-- Entries shown follows --

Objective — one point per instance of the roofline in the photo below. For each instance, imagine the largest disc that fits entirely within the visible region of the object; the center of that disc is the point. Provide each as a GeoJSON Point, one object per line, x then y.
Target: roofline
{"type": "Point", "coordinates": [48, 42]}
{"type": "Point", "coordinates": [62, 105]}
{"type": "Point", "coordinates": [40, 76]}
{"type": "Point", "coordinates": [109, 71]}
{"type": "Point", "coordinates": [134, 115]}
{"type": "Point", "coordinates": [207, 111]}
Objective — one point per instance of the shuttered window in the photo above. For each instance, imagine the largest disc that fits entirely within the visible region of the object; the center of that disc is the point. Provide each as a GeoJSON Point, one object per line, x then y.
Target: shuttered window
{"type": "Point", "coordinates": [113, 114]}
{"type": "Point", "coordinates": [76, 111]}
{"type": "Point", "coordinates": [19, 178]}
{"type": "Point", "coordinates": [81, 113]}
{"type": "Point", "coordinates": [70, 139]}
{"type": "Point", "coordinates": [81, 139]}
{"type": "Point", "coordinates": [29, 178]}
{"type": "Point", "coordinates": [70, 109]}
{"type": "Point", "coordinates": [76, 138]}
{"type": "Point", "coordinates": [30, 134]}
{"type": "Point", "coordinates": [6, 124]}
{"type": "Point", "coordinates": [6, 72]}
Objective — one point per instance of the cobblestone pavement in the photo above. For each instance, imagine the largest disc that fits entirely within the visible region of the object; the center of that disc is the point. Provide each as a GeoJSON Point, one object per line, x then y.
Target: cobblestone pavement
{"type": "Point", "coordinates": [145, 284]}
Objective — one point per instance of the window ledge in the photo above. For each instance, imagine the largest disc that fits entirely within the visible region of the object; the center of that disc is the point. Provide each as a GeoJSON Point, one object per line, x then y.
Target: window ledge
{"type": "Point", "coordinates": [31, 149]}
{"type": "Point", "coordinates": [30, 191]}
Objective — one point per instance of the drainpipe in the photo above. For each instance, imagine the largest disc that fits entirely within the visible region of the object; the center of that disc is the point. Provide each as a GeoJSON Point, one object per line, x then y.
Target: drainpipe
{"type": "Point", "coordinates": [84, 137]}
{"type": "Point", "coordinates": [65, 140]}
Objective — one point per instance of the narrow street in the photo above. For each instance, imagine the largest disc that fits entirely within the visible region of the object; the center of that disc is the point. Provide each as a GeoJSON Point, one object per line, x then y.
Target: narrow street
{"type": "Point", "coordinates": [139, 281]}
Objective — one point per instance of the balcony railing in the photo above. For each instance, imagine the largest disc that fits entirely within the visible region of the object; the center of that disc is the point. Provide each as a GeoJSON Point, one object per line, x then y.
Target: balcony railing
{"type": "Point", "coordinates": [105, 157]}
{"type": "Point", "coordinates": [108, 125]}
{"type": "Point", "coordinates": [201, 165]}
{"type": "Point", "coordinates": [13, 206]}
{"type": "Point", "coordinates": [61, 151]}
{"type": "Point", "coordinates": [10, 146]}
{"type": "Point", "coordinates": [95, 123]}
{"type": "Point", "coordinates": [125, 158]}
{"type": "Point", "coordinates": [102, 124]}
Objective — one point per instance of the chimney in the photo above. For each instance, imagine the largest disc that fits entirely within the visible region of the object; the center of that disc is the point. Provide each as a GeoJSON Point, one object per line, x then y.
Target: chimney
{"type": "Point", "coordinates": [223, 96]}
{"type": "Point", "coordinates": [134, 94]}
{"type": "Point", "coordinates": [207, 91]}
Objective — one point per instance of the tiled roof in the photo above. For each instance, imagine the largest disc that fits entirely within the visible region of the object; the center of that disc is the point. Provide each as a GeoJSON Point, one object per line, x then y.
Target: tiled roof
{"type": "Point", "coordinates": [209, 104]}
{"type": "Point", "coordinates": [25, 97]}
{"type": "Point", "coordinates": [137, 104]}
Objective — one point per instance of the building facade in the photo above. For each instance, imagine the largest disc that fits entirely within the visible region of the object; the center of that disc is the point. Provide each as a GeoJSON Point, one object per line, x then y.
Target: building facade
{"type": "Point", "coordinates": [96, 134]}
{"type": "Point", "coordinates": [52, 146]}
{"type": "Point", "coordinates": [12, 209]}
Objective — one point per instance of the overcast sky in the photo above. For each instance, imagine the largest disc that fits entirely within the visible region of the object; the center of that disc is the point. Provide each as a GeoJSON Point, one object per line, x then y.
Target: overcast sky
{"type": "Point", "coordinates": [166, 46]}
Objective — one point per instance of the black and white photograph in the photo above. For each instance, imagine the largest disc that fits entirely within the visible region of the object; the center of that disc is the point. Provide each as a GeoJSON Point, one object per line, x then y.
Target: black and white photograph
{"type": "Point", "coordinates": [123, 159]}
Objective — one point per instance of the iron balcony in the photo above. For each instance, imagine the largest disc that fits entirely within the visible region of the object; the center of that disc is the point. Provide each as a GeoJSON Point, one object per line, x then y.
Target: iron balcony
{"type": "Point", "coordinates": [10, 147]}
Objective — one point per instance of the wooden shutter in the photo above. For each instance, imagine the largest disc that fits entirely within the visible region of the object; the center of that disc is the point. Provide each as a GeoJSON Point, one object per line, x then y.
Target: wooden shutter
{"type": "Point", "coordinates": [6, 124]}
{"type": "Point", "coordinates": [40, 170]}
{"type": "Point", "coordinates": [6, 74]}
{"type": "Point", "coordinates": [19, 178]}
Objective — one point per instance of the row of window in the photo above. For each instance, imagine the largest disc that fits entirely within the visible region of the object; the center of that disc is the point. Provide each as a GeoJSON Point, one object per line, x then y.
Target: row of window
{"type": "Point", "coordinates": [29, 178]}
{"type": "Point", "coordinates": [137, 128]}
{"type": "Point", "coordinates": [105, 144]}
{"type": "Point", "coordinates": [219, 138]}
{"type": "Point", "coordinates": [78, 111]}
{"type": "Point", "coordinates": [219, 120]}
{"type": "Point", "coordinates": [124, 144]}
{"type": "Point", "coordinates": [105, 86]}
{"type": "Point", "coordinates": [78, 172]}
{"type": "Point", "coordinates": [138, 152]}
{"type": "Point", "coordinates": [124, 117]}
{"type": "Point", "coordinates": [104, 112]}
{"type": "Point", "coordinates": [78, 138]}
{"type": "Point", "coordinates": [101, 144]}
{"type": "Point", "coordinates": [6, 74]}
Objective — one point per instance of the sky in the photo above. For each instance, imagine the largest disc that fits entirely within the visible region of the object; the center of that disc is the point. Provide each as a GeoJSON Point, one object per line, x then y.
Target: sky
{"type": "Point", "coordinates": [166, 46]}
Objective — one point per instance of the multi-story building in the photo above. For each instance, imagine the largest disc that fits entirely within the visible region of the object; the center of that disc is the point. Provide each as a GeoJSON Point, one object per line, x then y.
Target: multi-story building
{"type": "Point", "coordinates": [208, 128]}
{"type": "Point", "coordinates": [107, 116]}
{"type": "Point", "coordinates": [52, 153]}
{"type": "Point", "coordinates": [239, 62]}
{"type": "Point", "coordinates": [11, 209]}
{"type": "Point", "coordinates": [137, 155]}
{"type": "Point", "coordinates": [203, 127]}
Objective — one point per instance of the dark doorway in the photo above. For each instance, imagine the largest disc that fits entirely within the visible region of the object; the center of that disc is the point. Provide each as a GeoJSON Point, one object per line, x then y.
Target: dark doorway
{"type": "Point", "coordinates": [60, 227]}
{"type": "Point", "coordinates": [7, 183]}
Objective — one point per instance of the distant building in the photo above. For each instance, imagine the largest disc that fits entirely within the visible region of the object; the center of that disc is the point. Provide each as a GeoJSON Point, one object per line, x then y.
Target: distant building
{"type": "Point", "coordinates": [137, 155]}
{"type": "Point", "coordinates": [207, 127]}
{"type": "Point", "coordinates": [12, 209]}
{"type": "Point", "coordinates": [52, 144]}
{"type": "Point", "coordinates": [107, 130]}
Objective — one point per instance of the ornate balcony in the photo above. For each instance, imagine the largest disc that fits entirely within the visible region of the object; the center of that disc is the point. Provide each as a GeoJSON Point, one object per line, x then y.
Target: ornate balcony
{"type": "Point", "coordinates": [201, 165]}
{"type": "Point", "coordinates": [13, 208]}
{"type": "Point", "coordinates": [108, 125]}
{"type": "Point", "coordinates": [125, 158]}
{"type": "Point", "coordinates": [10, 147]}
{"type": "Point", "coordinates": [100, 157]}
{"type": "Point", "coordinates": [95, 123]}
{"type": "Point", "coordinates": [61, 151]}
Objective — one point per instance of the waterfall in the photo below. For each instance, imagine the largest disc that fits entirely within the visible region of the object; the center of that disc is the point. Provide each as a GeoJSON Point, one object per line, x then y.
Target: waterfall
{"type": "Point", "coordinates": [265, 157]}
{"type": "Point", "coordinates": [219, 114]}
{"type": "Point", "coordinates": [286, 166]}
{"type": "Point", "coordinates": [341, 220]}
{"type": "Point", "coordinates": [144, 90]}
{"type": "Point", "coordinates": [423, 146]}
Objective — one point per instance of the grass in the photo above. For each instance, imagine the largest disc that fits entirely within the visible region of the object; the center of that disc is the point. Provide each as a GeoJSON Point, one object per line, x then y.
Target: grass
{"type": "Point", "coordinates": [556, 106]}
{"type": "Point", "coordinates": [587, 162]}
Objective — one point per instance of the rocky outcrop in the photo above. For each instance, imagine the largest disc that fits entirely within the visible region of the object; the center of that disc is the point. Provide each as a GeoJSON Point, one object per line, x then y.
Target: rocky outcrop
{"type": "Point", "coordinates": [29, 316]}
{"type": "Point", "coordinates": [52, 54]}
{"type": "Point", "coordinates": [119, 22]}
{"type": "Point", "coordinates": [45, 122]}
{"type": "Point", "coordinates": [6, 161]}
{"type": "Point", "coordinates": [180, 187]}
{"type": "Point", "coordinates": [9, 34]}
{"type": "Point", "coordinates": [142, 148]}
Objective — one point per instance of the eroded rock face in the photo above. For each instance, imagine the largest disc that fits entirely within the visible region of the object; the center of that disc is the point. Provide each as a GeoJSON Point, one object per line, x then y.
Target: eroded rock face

-- Entries shown concluded --

(Task objective) Provide every line from the material that contains the word "below".

(Finished task)
Objective — one point per instance of the roofline in the photo below. For each instance, imagine the largest disc that fits entirely within the visible region of the object; the center of that disc is the point. Provide each as a GeoJSON Point, one object per line, x then y.
Objective — one point per instance of the waterfall in the photo below. For each instance, imagine the largest disc that fits entirely within the visible region of the object; the center of that disc is the point. Provide each as a GeoJSON Point, one object per line, x then y.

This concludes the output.